- Aufgabe 1:
Ziehen Sie aus der Auflistung jede Zeile heraus, die die Zeichenfolge „below“ enthält. Achten Sie dabei auf Groß- und Kleinschreibung.

=== Textauszug ===

# WLAN ohne Router/Accesspoint (2 PCs)?



## cater (2. August 2004)

Hallo,

ich habe einen Laptop mit integrierter WLAN-Karte und einen normalten PC den ich dann evtl. eine WLAN Karte einbauen würde. Wenn ich diese beiden (nur diese) verbinden möchte, brauch ich dann zusätzlich noch einen Router oder Accesspoint oder reichen die beiden WLAN-Karten aus um eine Netzwerkverbindung herzustellen?

Ist die Reichweite so stark, dass der eine Laptop in der ersten Etage stehen kann ( kleines Fachwerkhaus) und der PC in der 4.? Also mit den schnurlos-Telefonen funktioniert das, ich schätze die Karten sollten genauso leistungsfähig sein oder?

Kenn mich noch nicht so richtig WLAN aus, von daher frag ich lieber bevor ich mir eine Karte für umsonst kaufe. Google kommt mir bei "Router  WLAN" immer mit DSL, aber das hab ich ja nich..

Danke für eure Hilfe
Carlo


----------



## TheNBP (2. August 2004)

===

- Aufgabe 2:
Extrahieren Sie aus dem Forenbeitrag zu WLAN ohne Router oben den Wortlaut, der mit „ich habe einen“ anfängt und mit „ich ja nich..“ endet.

=== Gegebene Informationen ===

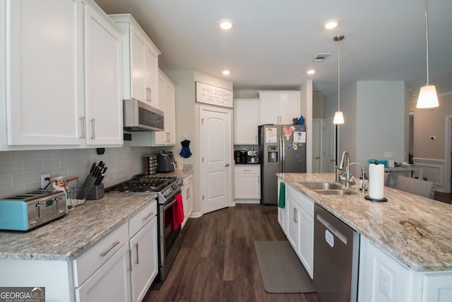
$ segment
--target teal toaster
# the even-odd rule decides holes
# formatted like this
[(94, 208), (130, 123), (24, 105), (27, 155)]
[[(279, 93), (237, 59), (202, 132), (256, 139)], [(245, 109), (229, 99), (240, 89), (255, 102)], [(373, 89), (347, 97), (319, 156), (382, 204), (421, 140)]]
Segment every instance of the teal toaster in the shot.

===
=== Gegebene Informationen ===

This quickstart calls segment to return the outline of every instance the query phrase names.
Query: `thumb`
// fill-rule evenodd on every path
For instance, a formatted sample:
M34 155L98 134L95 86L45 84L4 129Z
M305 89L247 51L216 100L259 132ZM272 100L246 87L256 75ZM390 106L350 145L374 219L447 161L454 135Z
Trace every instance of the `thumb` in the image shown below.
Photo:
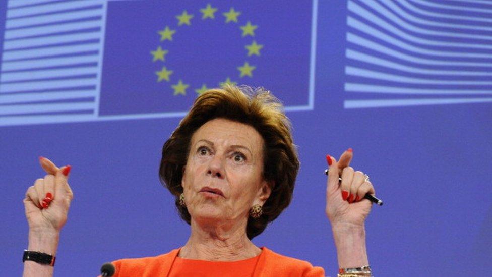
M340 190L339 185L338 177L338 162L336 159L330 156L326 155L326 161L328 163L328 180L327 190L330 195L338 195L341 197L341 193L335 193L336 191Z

===
=== Gegebene Informationen ===

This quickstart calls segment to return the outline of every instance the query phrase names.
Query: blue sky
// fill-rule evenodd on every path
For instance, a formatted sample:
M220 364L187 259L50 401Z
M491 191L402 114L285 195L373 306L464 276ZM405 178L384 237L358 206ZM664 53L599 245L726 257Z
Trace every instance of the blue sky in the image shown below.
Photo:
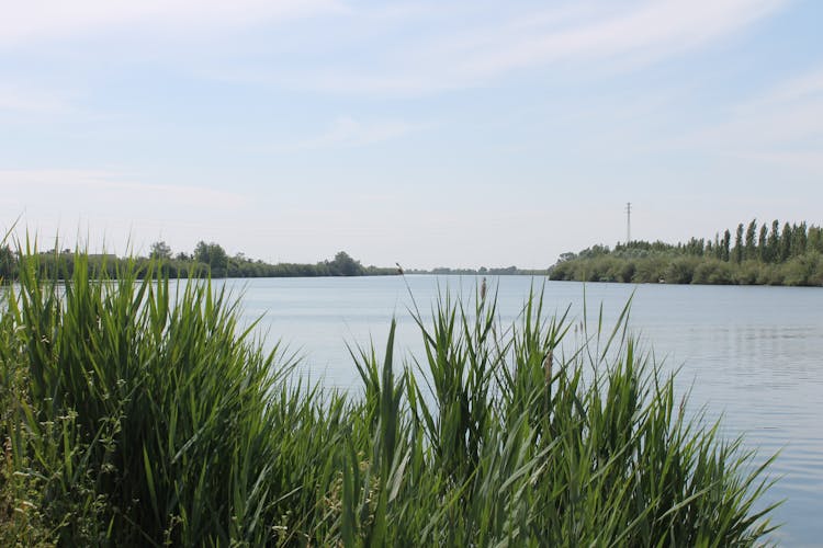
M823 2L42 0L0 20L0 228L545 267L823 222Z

===

- Richtige Antwort 1:
Trace every instance of the `thumb` in the image shown below.
Trace every instance of the blue sky in the image shown below.

- Richtige Antwort 2:
ich habe einen Laptop mit integrierter WLAN-Karte und einen normalten PC den ich dann evtl. eine WLAN Karte einbauen würde. Wenn ich diese beiden (nur diese) verbinden möchte, brauch ich dann zusätzlich noch einen Router oder Accesspoint oder reichen die beiden WLAN-Karten aus um eine Netzwerkverbindung herzustellen?

Ist die Reichweite so stark, dass der eine Laptop in der ersten Etage stehen kann ( kleines Fachwerkhaus) und der PC in der 4.? Also mit den schnurlos-Telefonen funktioniert das, ich schätze die Karten sollten genauso leistungsfähig sein oder?

Kenn mich noch nicht so richtig WLAN aus, von daher frag ich lieber bevor ich mir eine Karte für umsonst kaufe. Google kommt mir bei "Router  WLAN" immer mit DSL, aber das hab ich ja nich..